### Instructions to follow
The required output is the line containing "Ground shrine roof" through the final line of the material below, printed exactly, with no other lines.

### A block of data
※ ※ ※

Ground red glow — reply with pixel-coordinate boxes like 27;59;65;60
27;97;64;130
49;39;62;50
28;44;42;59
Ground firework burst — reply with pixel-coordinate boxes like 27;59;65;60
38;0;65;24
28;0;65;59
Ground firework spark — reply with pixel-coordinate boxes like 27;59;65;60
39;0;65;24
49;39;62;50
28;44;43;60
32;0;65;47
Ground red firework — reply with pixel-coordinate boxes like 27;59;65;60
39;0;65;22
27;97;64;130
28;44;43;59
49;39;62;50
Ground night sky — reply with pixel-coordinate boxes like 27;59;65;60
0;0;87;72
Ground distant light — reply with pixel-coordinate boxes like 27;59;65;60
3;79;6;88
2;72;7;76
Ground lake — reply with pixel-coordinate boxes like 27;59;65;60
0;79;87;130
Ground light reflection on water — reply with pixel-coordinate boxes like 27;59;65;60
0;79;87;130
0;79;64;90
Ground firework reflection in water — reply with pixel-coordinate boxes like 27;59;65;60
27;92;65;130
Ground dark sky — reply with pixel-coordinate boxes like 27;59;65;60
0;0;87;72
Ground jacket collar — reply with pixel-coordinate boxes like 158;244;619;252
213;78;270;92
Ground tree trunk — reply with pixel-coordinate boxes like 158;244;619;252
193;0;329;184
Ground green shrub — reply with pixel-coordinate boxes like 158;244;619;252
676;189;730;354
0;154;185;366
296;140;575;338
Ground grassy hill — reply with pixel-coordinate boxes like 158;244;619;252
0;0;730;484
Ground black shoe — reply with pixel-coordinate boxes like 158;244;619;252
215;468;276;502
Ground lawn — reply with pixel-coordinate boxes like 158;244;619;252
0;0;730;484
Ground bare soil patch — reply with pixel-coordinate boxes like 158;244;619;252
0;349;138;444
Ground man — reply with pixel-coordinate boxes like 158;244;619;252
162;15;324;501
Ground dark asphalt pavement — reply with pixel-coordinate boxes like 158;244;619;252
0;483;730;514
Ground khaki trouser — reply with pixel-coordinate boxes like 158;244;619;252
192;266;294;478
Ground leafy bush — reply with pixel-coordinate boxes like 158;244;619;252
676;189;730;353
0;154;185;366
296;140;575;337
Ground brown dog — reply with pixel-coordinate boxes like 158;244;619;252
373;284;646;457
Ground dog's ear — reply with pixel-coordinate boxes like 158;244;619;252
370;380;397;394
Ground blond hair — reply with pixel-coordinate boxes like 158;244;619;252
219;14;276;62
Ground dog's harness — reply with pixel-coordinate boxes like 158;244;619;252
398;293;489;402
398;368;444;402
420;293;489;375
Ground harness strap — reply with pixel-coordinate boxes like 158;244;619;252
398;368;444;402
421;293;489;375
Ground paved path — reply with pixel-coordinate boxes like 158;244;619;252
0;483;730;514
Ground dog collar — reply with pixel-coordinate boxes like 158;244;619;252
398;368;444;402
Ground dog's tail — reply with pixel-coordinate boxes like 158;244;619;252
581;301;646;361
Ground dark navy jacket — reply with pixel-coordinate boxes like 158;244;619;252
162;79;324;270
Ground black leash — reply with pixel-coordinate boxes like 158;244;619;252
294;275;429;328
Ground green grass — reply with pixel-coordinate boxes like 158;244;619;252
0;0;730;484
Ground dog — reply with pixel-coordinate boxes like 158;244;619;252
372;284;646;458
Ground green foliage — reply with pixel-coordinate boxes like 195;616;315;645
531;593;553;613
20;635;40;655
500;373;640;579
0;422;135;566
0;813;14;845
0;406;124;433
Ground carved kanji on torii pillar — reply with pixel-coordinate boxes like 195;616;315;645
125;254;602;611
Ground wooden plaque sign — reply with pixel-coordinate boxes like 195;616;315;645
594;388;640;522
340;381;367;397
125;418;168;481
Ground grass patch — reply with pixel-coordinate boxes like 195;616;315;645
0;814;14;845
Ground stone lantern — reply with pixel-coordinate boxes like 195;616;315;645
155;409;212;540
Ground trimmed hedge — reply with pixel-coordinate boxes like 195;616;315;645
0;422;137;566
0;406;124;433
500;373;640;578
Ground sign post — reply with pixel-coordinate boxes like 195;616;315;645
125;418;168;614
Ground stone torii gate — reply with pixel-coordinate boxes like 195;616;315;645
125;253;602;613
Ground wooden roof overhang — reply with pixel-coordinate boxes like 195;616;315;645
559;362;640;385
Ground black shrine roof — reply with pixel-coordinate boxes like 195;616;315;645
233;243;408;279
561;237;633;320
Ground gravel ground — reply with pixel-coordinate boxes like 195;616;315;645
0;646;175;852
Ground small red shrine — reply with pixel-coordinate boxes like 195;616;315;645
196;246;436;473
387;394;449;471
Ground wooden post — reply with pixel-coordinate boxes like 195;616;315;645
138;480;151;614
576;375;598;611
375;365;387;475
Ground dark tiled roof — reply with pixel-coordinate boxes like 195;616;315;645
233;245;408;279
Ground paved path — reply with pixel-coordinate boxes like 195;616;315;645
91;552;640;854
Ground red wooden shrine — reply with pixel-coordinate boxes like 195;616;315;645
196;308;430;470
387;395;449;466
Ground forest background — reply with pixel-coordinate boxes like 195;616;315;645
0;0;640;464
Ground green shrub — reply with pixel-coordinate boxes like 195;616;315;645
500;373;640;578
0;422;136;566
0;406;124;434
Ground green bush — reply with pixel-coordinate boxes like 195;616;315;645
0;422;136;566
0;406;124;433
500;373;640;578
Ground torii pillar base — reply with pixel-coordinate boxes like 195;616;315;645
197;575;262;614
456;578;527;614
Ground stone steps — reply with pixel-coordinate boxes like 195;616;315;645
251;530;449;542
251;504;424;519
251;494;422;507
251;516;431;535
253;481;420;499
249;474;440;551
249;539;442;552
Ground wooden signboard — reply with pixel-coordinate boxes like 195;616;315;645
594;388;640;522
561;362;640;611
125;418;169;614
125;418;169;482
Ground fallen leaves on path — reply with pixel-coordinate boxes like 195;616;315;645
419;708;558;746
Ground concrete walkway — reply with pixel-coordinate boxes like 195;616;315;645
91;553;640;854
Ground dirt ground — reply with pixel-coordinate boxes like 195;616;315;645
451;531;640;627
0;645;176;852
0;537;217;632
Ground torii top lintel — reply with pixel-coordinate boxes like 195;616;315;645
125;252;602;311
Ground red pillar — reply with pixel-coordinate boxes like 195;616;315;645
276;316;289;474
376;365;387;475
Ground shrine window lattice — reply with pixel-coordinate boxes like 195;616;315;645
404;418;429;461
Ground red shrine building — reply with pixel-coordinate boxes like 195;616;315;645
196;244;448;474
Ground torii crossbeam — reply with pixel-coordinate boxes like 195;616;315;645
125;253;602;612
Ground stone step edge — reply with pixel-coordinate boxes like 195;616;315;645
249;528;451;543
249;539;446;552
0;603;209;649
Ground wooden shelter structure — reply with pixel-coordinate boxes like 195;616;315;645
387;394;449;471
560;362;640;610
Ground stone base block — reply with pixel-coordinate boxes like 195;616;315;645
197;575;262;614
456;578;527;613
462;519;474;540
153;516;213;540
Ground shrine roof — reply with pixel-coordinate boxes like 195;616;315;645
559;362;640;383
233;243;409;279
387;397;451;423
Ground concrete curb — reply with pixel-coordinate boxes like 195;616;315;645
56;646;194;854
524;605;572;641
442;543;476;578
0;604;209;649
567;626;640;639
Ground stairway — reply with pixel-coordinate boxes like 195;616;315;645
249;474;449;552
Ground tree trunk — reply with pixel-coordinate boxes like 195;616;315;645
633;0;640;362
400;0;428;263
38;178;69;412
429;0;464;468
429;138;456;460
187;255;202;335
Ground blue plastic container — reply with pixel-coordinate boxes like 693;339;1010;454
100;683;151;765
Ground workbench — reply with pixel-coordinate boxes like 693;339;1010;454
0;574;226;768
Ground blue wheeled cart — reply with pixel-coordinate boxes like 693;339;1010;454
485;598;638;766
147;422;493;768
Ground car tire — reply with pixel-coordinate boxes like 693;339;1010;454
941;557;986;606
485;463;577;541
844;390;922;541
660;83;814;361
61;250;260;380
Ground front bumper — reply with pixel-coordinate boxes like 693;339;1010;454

※ ※ ※

### Result below
Ground shrine roof — reply with pixel-coordinate boxes like 195;616;315;645
559;362;640;383
233;243;409;279
387;397;451;423
Ground concrete curb — reply with pixel-coordinate boxes like 195;616;315;645
56;646;194;854
524;605;572;641
442;543;476;578
0;604;209;649
567;626;640;639
Ground stairway — reply with pixel-coordinate boxes like 195;616;315;645
249;474;449;552
Ground tree trunk — reply with pixel-coordinate boxes like 195;616;315;645
633;0;640;362
400;0;428;263
38;178;69;412
429;0;464;468
429;138;456;460
187;255;202;335
Ground blue plastic container — reply with pixel-coordinate boxes like 693;339;1010;454
100;683;151;765
Ground workbench — reply with pixel-coordinate boxes like 693;339;1010;454
0;574;226;768
Ground blue wheeled cart — reply with pixel-coordinate boxes like 693;339;1010;454
485;598;638;766
147;422;493;768
Ground car tire — reply with pixel-coordinate boxes like 693;339;1010;454
941;557;986;606
485;463;577;541
844;390;922;541
660;83;814;361
61;250;260;380
Ground front bumper — reply with pixel-coordinate boxes like 693;339;1010;454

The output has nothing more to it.